• Point localization data:
_ _ _
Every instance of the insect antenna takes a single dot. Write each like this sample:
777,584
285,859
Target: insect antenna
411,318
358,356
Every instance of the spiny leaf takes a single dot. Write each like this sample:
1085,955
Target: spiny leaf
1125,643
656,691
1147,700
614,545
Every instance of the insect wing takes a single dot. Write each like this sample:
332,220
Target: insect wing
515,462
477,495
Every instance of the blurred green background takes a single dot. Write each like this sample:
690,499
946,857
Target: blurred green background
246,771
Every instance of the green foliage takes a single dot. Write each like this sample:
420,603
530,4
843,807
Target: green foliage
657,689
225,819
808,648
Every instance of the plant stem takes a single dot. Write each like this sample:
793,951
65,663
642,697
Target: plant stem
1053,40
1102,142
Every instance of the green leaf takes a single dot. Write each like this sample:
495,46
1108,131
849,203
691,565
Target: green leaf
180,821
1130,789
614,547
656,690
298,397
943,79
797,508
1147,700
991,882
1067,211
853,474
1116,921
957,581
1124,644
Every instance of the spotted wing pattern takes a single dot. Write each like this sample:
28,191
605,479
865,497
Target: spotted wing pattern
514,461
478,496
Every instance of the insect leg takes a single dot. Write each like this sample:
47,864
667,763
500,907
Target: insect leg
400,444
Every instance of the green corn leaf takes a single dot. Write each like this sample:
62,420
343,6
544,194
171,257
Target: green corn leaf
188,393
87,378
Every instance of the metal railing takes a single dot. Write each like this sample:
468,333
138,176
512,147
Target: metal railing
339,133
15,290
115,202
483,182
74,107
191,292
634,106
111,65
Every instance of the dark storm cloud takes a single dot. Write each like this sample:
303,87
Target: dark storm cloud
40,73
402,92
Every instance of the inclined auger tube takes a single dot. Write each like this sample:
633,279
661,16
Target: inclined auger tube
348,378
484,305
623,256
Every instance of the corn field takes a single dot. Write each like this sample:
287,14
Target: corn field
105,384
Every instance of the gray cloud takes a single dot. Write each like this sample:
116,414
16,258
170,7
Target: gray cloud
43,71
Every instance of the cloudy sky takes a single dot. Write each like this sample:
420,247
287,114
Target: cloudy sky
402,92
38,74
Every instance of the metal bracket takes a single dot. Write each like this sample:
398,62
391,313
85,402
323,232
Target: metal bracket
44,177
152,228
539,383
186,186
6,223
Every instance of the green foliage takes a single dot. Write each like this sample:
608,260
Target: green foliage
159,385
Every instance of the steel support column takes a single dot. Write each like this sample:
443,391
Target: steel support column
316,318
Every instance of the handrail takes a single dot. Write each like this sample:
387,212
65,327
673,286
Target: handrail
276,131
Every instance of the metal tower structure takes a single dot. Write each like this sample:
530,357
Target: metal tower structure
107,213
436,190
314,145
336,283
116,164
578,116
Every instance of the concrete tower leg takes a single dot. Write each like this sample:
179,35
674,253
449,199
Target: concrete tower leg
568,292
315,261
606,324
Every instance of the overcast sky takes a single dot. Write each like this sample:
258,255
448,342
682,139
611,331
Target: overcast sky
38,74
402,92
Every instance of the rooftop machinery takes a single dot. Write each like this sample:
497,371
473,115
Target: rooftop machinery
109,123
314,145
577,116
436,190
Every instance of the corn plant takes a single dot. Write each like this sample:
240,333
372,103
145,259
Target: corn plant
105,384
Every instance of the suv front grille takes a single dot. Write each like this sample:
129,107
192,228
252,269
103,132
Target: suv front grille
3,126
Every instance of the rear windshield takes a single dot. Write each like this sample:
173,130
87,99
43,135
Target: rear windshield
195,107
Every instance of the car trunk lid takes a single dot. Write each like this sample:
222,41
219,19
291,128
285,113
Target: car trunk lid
_ _ _
• TASK DIRECTIONS:
Each line above needs to be written out again exactly.

• TASK RESPONSE:
Every instance of the insect antenna takes a single dot. Write each like this sample:
777,584
285,859
Target: insect antenna
411,318
358,356
Every instance of the spiny leaf takes a single dot. Write each like this sample:
1085,955
Target: spiny leaf
1125,643
656,691
1147,700
614,545
Every instance of the insect wing takes a single dot. Write each like this sample:
332,220
Target: insect wing
515,462
477,495
Every instance of the blurred green background takes a single dot. Write each like this sample:
690,499
946,857
Target: blurred green background
246,771
Every instance of the green foliage takes a single dot. Write each like this sample:
420,603
530,4
843,807
Target: green foliage
657,689
225,819
808,648
Every instance of the plant stem takes a single dot. Write each like this sample:
793,951
65,663
642,697
Target: plant stem
1053,40
1102,142
Every instance of the green leaf takes a single dot. Write each like this sample:
495,46
1108,131
849,203
691,565
Target: green leaf
180,821
1130,789
614,547
656,690
298,397
943,79
797,508
1147,700
991,882
1067,211
853,474
1116,921
957,581
1124,644
Every instance of the spotted wing pattern takes a single dot. Write each like this sample:
28,191
605,479
865,497
Target: spotted wing pattern
514,461
478,496
Every instance of the insect leg takes a single dot. Write each like this sample:
47,864
667,763
500,907
Target: insect leg
400,444
Every instance of the green corn leaf takes a single dot. Write each like this sample:
62,420
343,6
544,194
171,257
Target: green corn leaf
188,393
87,378
Every instance of the metal railing takes a single dot. Write each like this sample:
468,333
138,176
512,147
Target: metal railing
339,133
15,290
115,202
483,182
74,107
191,292
634,106
111,65
Every instance of the dark storm cloud takes a single dot. Write each like this sample:
303,87
Target: dark storm cloud
40,73
402,92
Every instance of the inclined auger tube takes a single dot. Write each like this sample:
633,279
661,16
Target: inclined auger tube
348,378
484,305
623,256
Every instance of the corn field takes a single dot. Write each like this sample:
287,14
Target: corn field
105,384
Every instance of the gray cloud takes a single dot. Write each like this sample:
116,414
16,258
170,7
Target: gray cloud
43,71
Every instance of the cloudy sky takes a single dot. Write each like this sample:
420,247
287,114
Target: cloudy sky
402,92
38,74
Every instance of the metal bracket takes a single dot. Write each like this sample:
398,62
391,313
85,402
323,232
Target: metal bracket
44,177
152,228
539,383
186,186
6,223
Every instance of the green foliage takes a single dot. Write each like this sample:
608,260
Target: green foliage
159,385
Every instance of the steel support column takes a single dot. Write each like this sample:
443,391
Target: steel support column
316,318
Every instance of the handrail takes a single dot. Write each like this sample:
387,212
65,327
673,286
Target: handrail
276,131
Every instance of the metal tower structure takes a single dot. Write each like this sample:
530,357
Target: metal tower structure
107,213
436,190
314,145
336,283
116,164
578,116
Every instance of the concrete tower leg takes a single dot. Write each like this sample:
179,35
674,253
449,199
Target: concrete tower leg
568,292
315,261
606,324
Every instance of the overcast sky takes a single dot. Write each like this sample:
258,255
448,342
682,139
611,331
Target: overcast sky
38,74
402,92
Every instance of the rooftop machinery takes a single dot. Write each like this sample:
497,371
473,115
Target: rooftop machinery
109,123
314,145
577,116
436,190
Every instance of the corn plant takes a single dot. Write each like this sample:
240,333
372,103
145,259
Target: corn plant
105,384
Every instance of the suv front grille takes a single dot. Write each like this sample:
129,107
192,228
252,269
103,132
Target: suv front grille
3,126
Every instance of the rear windshield takes a single dot. Write each like this sample:
173,130
87,99
43,135
Target: rear windshield
195,107
Every instance of the car trunk lid takes a single dot. Write each like this sample:
222,41
219,19
291,128
285,113
Target: car trunk lid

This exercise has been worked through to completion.